#### EXCERPTED RECORDS
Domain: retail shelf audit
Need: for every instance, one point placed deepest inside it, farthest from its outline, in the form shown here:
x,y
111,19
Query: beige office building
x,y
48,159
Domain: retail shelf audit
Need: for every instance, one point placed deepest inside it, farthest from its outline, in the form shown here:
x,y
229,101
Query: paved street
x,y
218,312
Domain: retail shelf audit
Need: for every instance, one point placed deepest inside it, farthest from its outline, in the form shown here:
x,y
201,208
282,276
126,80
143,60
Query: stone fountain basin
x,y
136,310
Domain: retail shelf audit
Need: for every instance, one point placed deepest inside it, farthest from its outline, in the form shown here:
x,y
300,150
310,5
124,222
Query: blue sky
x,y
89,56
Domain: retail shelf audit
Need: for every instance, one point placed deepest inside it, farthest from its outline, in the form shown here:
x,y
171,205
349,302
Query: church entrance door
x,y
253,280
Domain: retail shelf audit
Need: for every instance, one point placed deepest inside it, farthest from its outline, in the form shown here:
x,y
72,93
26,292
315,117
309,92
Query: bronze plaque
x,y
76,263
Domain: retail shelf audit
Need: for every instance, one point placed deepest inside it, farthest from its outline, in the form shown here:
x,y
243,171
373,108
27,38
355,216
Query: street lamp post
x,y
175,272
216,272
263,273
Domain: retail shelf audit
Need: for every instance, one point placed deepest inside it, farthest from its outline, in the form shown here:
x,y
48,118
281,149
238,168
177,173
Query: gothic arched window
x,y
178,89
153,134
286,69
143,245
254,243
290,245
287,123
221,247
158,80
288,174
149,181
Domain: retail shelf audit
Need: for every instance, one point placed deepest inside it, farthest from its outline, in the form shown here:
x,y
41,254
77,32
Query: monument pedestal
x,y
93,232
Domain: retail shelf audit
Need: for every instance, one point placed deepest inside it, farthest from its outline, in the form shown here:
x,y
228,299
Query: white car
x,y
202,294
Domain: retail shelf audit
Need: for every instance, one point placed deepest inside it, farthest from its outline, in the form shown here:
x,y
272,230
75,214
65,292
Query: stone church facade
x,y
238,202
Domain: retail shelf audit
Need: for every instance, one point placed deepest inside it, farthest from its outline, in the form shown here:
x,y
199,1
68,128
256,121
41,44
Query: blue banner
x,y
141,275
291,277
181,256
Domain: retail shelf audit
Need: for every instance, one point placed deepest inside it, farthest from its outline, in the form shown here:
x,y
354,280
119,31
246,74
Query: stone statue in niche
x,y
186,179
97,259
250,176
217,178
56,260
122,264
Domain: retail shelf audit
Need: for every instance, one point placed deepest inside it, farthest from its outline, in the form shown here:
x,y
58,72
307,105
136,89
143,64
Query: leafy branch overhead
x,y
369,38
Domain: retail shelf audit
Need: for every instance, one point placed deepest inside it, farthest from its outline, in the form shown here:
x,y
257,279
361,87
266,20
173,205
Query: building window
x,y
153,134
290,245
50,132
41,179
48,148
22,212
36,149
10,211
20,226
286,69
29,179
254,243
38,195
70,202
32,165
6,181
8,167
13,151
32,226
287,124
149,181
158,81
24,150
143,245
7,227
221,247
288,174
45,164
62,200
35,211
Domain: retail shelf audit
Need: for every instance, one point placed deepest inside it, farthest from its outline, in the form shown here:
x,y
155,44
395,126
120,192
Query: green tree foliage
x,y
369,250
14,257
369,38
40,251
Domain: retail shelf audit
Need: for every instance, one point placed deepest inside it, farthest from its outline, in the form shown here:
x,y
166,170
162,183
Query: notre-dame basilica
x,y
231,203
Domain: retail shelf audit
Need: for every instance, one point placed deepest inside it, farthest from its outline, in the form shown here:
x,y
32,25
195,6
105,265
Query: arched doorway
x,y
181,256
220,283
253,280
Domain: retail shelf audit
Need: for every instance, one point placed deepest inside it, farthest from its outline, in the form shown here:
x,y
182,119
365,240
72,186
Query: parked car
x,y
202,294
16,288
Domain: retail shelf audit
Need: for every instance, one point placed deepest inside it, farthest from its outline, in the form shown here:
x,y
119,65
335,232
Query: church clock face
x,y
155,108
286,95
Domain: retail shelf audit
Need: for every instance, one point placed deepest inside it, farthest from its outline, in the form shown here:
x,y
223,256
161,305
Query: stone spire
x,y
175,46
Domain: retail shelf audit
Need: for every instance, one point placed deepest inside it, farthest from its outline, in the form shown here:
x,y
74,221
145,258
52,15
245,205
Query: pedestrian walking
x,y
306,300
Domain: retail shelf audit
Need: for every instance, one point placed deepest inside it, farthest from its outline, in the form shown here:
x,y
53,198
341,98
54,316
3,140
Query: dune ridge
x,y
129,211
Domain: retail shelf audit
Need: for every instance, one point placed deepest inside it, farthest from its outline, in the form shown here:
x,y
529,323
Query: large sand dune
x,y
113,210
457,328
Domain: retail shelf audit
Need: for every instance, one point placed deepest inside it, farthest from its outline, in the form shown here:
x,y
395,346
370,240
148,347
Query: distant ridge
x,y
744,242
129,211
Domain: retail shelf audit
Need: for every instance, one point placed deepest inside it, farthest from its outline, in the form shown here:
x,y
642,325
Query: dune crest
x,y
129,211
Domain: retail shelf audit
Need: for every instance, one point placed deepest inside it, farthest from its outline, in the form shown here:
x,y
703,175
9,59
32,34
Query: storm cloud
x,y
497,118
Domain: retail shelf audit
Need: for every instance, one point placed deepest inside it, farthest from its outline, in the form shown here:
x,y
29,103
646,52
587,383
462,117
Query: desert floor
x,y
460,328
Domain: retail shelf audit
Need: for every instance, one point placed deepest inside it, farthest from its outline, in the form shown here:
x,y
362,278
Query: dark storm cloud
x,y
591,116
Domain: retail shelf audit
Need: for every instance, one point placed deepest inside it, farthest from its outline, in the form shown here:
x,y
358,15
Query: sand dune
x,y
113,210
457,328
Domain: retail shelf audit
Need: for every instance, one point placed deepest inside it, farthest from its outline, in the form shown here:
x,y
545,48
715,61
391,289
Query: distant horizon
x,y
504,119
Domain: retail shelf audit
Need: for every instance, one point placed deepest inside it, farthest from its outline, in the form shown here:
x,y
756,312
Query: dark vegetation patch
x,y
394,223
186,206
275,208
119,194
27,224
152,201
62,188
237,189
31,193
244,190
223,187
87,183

#### REQUIRED TASK
Which of the lines above contain the string "cloud"? Collect every such line in full, treating uppercase and lowercase letters as different.

#### TASK ANSWER
Query: storm cloud
Query: dark storm cloud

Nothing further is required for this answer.